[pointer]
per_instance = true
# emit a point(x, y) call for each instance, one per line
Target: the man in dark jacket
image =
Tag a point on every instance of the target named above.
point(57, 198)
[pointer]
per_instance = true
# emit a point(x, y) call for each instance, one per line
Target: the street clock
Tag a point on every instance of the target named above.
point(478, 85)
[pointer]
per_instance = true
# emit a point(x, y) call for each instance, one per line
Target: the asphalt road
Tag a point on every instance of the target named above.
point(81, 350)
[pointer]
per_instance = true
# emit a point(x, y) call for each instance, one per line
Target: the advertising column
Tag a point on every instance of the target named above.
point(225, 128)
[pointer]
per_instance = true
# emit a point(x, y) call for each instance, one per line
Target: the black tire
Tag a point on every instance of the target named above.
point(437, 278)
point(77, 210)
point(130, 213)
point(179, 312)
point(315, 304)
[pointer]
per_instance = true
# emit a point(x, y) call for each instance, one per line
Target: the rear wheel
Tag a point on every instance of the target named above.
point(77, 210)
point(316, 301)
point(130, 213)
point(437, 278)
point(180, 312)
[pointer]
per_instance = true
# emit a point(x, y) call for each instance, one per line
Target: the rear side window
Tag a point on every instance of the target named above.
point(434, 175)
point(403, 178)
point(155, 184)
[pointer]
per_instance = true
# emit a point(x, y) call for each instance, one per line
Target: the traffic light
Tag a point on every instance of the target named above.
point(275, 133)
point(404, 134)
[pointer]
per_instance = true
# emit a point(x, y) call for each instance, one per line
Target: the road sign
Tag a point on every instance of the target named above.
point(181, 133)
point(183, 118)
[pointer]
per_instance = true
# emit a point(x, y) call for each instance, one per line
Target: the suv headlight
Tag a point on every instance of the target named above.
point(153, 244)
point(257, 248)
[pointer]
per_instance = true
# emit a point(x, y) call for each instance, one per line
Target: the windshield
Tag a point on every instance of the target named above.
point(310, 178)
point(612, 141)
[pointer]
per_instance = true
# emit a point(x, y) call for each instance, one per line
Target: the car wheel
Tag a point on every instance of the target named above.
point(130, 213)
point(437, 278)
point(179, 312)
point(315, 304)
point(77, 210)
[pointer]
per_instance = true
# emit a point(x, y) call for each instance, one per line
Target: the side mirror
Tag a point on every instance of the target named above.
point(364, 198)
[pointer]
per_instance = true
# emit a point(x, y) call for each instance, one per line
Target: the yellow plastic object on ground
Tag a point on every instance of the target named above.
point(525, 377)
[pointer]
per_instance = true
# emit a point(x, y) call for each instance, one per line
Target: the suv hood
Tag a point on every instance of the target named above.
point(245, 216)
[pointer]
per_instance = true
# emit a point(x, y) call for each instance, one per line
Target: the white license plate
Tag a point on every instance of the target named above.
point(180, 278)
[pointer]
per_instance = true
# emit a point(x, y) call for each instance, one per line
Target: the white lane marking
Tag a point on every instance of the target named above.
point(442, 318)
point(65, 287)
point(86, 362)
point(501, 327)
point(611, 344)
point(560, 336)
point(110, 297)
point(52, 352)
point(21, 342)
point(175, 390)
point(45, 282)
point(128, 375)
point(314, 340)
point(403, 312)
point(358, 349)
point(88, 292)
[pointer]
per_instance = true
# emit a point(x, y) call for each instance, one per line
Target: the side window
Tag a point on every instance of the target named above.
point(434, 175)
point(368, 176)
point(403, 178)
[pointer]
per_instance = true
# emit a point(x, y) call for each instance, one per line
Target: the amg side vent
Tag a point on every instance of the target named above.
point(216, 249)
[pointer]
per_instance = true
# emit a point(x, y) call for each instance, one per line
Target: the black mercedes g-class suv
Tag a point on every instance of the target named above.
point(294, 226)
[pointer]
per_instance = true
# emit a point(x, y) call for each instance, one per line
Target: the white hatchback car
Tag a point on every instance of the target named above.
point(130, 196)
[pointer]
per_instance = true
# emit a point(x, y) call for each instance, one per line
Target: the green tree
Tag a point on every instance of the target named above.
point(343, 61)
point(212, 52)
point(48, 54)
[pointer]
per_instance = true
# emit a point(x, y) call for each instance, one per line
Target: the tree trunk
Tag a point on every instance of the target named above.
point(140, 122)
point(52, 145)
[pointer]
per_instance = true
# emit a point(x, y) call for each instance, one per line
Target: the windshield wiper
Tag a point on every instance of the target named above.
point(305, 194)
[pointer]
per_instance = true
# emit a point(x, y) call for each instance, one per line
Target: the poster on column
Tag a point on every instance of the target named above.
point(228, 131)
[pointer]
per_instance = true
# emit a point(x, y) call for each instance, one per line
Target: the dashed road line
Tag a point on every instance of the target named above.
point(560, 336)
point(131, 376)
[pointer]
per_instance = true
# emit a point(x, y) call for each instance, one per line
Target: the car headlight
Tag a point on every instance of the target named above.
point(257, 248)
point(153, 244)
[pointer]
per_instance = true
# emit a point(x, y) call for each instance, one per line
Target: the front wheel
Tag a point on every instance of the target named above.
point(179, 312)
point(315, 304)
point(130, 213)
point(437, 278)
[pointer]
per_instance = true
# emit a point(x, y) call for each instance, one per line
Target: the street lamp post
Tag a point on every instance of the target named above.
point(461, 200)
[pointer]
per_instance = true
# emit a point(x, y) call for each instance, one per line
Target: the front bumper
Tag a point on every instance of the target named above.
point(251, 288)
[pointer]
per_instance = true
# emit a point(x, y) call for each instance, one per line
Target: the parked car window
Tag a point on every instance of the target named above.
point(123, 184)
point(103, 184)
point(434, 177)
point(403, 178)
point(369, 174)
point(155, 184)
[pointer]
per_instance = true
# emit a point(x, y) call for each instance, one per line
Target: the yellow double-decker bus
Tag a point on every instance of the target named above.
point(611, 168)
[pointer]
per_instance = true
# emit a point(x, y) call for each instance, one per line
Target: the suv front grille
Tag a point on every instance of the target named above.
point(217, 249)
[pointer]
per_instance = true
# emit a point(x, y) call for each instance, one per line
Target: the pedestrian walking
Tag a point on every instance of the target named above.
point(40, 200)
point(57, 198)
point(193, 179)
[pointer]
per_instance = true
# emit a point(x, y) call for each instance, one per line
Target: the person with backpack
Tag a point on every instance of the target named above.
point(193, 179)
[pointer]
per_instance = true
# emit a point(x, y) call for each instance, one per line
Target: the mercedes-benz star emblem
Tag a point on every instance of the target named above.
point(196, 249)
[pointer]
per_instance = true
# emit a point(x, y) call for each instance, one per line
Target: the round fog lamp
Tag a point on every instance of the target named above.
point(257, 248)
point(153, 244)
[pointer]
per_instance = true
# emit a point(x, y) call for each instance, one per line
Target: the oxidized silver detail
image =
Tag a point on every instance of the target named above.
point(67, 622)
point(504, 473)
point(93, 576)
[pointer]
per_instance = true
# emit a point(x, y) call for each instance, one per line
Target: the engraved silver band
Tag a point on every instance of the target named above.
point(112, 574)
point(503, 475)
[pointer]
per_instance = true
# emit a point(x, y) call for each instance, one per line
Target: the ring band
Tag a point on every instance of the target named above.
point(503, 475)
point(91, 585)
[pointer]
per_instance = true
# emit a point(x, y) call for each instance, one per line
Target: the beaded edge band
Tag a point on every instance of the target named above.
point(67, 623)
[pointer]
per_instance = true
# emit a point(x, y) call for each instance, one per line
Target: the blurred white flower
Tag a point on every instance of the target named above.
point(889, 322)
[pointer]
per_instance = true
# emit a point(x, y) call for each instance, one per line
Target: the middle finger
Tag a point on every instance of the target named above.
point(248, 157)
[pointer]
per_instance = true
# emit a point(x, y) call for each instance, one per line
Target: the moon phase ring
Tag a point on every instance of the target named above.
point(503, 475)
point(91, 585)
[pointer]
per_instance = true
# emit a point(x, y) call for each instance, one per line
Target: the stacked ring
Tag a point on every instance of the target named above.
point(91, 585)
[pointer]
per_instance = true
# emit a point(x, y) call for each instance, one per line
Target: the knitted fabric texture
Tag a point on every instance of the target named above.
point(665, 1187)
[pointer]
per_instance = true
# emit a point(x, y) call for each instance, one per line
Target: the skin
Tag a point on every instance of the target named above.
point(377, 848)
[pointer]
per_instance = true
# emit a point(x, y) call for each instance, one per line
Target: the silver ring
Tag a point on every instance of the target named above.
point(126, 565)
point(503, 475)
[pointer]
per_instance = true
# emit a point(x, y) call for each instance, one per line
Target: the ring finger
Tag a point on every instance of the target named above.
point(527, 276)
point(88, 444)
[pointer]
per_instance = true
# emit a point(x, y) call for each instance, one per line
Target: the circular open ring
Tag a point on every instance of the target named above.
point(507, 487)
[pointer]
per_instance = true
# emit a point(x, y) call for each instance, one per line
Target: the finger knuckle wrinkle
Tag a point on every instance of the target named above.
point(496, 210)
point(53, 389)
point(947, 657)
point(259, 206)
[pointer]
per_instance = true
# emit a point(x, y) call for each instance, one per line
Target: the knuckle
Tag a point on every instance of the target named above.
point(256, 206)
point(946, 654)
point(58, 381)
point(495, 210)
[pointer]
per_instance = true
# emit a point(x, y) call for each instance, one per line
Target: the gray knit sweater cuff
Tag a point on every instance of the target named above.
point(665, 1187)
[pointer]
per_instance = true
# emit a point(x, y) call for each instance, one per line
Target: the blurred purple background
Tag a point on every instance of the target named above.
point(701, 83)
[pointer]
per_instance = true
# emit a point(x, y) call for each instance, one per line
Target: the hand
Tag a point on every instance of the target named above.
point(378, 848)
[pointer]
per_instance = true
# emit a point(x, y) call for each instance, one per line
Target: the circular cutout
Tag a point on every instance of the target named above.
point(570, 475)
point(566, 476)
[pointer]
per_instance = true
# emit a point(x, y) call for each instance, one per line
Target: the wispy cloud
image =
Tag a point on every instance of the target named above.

____________

Satırların başından başlayıp "point(478, 85)" geçen satırla biten bölümü yeniden yazın. Bu bölümde "street clock" yerine "wall clock" koyun, başka hiçbir şeyi değiştirmeyin.

Alıştırmanın sonucu:
[pointer]
per_instance = true
# emit a point(x, y) call for each instance, one per line
Target: the man in dark jacket
image =
Tag a point on every instance of the target named above.
point(57, 198)
[pointer]
per_instance = true
# emit a point(x, y) call for each instance, one per line
Target: the wall clock
Tag a point on every instance of the target named above.
point(478, 85)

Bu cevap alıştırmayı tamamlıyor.